**PROBLEM REQUIREMENTS:** Convert the records below into a Markdown table with two columns, "Row" for the row number and "Line" for the line itself. Skip any blank lines.

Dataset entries

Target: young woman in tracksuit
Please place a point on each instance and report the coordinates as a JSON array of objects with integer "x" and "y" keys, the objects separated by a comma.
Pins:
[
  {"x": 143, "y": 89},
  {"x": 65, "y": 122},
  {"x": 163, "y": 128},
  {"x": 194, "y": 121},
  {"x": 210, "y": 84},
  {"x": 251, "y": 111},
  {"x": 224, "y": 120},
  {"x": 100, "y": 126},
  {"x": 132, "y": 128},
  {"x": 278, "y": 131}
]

**TASK RESPONSE:**
| Row | Line |
|---|---|
| 1 | Target: young woman in tracksuit |
| 2 | Please place a point on each instance and report the coordinates as a JSON array of objects with integer "x" and "y" keys, the objects separated by a comma. |
| 3 | Pins: |
| 4 | [ |
| 5 |   {"x": 143, "y": 89}, |
| 6 |   {"x": 65, "y": 122}, |
| 7 |   {"x": 163, "y": 128}, |
| 8 |   {"x": 194, "y": 121}, |
| 9 |   {"x": 210, "y": 84}, |
| 10 |   {"x": 251, "y": 111}, |
| 11 |   {"x": 224, "y": 120}, |
| 12 |   {"x": 100, "y": 126}, |
| 13 |   {"x": 132, "y": 128}, |
| 14 |   {"x": 278, "y": 131} |
| 15 | ] |